— Task brief —
Start at the line below containing "compact form (88,46)." and stop at the line containing "compact form (89,92).". Repeat every line of that stretch exactly, and nothing outside it.

— Task input —
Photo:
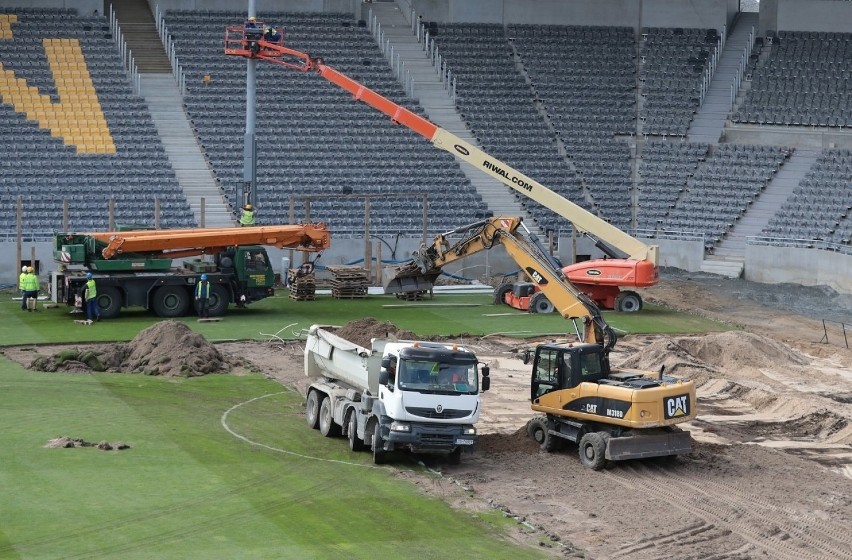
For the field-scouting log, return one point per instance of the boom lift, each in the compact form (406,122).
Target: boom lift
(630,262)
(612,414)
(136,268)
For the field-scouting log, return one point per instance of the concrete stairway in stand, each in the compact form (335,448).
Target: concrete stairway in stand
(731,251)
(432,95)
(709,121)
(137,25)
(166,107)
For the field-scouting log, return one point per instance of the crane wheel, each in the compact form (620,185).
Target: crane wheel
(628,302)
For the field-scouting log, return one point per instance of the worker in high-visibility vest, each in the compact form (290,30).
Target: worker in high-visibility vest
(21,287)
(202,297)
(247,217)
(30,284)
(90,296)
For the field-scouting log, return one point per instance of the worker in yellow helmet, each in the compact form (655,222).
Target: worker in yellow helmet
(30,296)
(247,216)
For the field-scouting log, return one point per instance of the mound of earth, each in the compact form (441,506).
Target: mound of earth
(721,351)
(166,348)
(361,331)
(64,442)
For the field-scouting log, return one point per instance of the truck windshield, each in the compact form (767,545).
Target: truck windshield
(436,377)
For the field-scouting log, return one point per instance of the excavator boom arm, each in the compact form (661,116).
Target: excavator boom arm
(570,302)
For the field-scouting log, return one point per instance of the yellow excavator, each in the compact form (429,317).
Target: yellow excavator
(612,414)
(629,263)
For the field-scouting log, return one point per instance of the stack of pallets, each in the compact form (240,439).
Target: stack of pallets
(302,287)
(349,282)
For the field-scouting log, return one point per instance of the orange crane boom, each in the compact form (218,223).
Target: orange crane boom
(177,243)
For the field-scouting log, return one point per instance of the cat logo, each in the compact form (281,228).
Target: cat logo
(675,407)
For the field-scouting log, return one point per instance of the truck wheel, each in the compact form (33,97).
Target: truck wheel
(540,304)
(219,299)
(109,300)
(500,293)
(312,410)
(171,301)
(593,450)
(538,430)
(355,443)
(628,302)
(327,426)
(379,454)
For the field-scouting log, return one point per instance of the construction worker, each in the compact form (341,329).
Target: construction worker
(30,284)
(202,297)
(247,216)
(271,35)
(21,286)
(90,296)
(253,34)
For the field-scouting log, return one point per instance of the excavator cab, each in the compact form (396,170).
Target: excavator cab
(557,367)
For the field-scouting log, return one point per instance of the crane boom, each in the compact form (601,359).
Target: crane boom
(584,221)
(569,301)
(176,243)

---

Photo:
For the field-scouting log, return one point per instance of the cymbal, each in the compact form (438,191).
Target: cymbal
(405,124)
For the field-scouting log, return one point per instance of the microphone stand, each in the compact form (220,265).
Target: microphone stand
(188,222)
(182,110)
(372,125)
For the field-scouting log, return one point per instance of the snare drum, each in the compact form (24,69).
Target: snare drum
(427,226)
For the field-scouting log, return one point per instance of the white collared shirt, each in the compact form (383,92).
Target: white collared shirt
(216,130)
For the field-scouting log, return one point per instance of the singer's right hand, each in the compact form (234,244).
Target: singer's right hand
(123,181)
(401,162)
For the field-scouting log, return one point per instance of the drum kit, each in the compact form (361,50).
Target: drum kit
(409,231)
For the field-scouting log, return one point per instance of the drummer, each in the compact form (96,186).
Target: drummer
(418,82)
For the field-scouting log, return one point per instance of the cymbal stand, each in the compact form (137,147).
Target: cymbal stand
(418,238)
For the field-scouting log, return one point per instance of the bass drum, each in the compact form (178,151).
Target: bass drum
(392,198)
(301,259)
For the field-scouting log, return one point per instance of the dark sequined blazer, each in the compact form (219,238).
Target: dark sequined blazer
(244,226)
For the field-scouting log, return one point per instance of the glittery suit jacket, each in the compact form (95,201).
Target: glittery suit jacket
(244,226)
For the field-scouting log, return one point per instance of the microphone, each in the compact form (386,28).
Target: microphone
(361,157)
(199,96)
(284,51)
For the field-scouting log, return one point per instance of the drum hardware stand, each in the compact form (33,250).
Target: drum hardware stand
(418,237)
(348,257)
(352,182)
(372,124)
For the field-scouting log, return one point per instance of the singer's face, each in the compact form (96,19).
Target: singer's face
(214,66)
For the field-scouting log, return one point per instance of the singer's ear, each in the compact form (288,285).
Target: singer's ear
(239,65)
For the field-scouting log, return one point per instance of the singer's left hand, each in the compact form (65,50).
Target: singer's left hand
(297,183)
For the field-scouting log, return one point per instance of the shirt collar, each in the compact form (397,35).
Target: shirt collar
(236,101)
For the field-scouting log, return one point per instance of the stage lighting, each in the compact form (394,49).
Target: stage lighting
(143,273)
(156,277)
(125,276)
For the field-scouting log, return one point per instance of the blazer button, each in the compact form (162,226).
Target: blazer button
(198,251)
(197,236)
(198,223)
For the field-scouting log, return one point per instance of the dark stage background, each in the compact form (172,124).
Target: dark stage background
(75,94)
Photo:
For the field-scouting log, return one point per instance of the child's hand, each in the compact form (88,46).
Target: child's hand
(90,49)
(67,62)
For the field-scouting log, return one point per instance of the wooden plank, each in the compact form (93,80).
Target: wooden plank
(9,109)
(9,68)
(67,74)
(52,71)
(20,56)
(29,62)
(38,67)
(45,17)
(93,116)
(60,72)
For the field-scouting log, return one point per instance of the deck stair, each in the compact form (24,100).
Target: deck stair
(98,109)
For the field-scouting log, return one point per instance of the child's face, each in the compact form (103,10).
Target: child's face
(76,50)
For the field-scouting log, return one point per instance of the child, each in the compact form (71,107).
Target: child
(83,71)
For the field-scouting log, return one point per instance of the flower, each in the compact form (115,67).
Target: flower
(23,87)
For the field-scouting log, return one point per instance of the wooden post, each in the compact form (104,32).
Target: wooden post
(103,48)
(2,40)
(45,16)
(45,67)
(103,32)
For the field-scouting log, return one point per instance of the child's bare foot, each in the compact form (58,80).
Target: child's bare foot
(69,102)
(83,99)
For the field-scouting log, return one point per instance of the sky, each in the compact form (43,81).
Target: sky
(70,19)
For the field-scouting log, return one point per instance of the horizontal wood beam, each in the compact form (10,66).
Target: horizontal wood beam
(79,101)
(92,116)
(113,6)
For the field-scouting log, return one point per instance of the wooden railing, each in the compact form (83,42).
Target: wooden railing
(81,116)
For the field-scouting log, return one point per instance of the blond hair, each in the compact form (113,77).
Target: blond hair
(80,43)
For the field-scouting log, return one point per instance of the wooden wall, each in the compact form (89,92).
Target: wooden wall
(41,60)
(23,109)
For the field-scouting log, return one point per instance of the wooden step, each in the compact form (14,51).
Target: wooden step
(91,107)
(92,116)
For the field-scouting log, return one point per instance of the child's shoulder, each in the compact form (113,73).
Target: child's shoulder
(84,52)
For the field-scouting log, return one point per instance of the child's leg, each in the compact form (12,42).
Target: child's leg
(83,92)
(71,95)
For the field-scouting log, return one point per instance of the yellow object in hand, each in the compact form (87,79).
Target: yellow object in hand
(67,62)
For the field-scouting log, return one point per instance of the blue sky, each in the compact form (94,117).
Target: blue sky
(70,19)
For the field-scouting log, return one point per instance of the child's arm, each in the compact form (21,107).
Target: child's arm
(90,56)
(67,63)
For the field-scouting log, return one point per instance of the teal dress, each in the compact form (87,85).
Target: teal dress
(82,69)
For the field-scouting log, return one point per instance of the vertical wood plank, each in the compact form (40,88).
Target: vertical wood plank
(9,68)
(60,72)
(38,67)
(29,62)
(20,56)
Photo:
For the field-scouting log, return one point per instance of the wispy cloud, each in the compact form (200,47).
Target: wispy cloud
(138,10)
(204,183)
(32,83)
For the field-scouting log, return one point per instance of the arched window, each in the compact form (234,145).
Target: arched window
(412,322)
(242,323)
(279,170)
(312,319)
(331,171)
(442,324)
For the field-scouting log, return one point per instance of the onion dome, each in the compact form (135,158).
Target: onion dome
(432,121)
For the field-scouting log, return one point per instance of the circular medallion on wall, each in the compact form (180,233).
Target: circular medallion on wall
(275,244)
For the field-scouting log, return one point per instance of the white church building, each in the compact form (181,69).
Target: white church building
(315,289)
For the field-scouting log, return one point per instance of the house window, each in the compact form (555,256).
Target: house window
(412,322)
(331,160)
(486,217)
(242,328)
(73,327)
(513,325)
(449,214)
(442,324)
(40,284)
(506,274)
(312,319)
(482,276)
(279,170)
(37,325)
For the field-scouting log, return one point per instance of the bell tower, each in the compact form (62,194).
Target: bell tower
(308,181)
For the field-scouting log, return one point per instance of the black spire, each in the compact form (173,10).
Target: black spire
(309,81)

==

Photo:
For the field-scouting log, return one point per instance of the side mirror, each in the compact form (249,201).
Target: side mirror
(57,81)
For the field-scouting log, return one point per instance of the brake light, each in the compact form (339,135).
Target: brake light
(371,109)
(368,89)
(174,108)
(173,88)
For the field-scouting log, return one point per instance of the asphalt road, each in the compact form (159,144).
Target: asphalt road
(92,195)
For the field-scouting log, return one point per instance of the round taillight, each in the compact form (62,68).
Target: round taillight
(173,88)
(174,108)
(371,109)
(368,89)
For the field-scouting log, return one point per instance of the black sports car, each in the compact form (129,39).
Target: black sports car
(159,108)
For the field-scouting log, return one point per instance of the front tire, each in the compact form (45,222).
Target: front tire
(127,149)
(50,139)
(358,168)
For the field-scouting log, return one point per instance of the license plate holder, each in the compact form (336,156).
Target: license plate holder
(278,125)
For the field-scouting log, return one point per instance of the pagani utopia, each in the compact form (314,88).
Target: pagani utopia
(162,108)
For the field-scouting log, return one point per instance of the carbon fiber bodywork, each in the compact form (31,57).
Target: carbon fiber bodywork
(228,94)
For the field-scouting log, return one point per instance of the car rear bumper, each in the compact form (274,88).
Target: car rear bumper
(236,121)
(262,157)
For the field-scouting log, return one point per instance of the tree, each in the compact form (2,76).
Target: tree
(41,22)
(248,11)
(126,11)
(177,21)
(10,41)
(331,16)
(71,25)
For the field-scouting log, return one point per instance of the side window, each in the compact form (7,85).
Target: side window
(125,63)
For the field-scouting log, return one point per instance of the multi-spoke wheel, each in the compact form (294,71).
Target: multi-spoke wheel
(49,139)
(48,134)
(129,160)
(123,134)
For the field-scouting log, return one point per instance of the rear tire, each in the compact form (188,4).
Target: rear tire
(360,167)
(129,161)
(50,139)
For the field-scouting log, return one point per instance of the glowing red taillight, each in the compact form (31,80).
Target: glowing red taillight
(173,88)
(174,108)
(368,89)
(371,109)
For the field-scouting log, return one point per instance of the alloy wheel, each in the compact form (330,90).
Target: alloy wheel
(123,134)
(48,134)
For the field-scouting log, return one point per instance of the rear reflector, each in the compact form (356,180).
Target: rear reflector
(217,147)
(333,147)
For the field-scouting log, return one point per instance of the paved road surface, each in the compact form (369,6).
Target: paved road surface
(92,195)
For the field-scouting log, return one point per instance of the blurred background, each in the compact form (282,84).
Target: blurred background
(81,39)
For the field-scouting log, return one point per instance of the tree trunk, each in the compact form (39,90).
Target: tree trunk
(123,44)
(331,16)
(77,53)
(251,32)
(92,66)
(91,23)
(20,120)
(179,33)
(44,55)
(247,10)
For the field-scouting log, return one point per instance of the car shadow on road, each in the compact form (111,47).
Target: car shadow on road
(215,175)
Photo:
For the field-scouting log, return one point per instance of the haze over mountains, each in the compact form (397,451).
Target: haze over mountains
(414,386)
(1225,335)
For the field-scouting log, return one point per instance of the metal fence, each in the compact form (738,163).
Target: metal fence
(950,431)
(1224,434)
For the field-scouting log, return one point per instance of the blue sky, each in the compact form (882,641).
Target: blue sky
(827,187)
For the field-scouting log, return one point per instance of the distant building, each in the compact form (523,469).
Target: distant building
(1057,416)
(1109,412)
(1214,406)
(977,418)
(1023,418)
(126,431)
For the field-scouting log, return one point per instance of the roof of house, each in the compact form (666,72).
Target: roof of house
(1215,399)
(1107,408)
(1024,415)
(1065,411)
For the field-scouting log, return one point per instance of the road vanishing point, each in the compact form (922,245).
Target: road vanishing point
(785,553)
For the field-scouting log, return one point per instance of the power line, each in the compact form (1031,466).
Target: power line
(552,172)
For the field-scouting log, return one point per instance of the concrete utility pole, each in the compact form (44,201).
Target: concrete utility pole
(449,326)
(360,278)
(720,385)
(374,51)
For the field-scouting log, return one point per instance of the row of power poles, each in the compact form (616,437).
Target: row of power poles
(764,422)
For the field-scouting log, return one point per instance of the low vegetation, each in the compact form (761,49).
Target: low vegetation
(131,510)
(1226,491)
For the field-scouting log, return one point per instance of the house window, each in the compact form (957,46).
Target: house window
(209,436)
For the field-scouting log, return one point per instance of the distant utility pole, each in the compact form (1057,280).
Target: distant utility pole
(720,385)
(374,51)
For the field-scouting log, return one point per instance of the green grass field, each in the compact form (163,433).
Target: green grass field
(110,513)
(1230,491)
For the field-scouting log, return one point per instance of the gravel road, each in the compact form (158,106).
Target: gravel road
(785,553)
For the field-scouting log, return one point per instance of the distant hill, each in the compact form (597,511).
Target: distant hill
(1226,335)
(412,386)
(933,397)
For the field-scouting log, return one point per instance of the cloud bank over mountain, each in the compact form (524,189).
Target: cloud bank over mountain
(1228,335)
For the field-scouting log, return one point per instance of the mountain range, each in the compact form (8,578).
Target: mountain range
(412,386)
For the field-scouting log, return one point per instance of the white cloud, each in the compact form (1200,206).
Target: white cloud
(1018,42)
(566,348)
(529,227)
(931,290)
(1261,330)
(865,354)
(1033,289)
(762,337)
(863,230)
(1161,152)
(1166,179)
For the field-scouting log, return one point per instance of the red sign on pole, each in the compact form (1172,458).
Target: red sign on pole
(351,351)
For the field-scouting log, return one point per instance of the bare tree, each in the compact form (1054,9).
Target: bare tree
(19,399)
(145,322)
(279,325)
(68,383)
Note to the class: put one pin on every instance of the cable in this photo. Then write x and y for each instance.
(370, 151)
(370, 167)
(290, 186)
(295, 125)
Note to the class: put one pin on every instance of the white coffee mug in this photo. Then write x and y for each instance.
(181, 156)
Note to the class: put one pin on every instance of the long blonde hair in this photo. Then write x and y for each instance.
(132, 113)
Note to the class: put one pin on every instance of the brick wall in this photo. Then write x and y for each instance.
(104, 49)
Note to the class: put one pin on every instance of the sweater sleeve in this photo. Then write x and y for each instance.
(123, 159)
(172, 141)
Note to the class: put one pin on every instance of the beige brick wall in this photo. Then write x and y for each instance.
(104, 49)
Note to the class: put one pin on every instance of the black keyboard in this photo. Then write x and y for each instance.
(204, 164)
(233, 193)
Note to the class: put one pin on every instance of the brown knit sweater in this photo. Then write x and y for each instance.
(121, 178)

— Exercise solution —
For the field-scouting log, return one point per instance of the child's hand, each in the compact form (88,46).
Target: child's hand
(90,49)
(67,62)
For the field-scouting log, return one point per instance of the wooden plank, each in the compact form (93,80).
Target: wooden plank
(9,109)
(9,68)
(67,74)
(52,71)
(20,56)
(29,62)
(38,67)
(45,17)
(93,116)
(60,72)
For the field-scouting log, return one point per instance of the deck stair, each in the compact form (24,100).
Target: deck stair
(98,109)
For the field-scouting log, return one point per instance of the child's face, each in the compact form (103,10).
Target: child's face
(76,50)
For the field-scouting log, return one point per instance of the child, each in the compact form (71,107).
Target: child
(83,71)
For the field-scouting log, return one point per instance of the flower, each in the compact form (115,67).
Target: flower
(23,87)
For the field-scouting log, return one point per instance of the wooden post, each in the compact form (104,32).
Target: wooden post
(103,48)
(2,40)
(45,16)
(45,67)
(103,32)
For the field-scouting log, return one point per instance of the child's bare foot, each in the compact form (58,80).
Target: child's bare foot
(69,102)
(83,99)
For the field-scouting log, return one point per instance of the sky, each in the compact form (43,81).
Target: sky
(70,19)
For the field-scouting log, return one point per instance of the horizontal wood beam, each in the compact form (10,66).
Target: horizontal wood beam
(79,101)
(92,116)
(113,6)
For the field-scouting log, return one point per instance of the wooden railing, each in the compact form (83,42).
Target: wooden railing
(81,116)
For the field-scouting log, return one point per instance of the blond hair, each in the compact form (113,77).
Target: blond hair
(80,43)
For the field-scouting log, return one point per instance of the wooden wall, each in the compact form (89,92).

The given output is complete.